** Provided records follows **

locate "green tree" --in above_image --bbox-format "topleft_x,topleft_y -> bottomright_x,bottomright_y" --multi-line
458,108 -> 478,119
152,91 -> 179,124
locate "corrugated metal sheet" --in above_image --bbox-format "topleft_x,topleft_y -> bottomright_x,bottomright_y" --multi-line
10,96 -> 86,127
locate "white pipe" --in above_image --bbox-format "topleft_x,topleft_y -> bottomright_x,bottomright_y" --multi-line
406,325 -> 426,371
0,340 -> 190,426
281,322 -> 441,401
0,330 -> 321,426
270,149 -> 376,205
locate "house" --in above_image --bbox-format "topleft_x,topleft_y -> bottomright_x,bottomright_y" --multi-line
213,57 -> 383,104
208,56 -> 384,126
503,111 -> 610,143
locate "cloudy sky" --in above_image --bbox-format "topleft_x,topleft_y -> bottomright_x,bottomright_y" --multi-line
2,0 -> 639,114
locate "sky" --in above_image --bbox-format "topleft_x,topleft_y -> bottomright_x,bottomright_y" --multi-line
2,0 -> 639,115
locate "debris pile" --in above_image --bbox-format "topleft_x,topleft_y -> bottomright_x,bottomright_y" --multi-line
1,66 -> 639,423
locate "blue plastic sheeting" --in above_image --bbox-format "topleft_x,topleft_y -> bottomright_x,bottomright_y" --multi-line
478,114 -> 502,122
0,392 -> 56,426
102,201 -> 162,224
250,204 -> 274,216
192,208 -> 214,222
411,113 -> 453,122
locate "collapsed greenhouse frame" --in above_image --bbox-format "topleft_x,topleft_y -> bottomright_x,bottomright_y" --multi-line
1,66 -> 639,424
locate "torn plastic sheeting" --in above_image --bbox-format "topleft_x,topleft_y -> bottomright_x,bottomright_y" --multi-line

** End of Provided records **

> _The task_: Print every record above exactly as it appears.

> _Solution below_:
locate "green tree" --in above_image --bbox-format "topleft_x,topleft_y -> bottomright_x,bottomright_y" --multi-line
458,108 -> 478,119
152,91 -> 179,124
locate "corrugated metal sheet" --in above_image --bbox-format "topleft_x,topleft_y -> bottomright_x,bottomright_y" --multi-line
10,96 -> 86,127
locate "white pipe" --in above_image --bbox-format "topleft_x,topleft_y -> bottomright_x,bottomright_y" --multi-line
406,325 -> 426,371
0,340 -> 190,426
281,322 -> 441,401
0,330 -> 321,426
270,149 -> 376,205
locate "house" --in above_image --bbox-format "topleft_x,topleft_y -> bottomright_x,bottomright_y" --multi-line
213,57 -> 383,104
208,56 -> 384,126
503,111 -> 610,143
locate "cloudy sky" --in above_image --bbox-format "topleft_x,topleft_y -> bottomright_x,bottomright_y" --multi-line
2,0 -> 639,114
locate "sky" --in above_image --bbox-format "topleft_x,topleft_y -> bottomright_x,bottomright_y" --multi-line
2,0 -> 639,115
locate "debris pile" --in above_image --bbox-format "topleft_x,topleft_y -> bottomright_x,bottomright_y" --multi-line
1,66 -> 639,423
locate "blue plastic sheeting" --in above_image --bbox-format "topleft_x,topleft_y -> bottomright_x,bottomright_y" --multi-line
478,114 -> 502,122
0,392 -> 56,426
102,201 -> 162,224
250,204 -> 274,216
192,208 -> 214,222
411,113 -> 453,122
locate "collapsed greenhouse frame" --in above_image --bbox-format "topleft_x,topleft_y -> bottomright_x,bottomright_y" --multi-line
1,66 -> 639,424
locate "torn plastic sheeting" --in above_image --bbox-format "topleft_x,topleft_y -> bottomright_x,bottomright_y" --multi-line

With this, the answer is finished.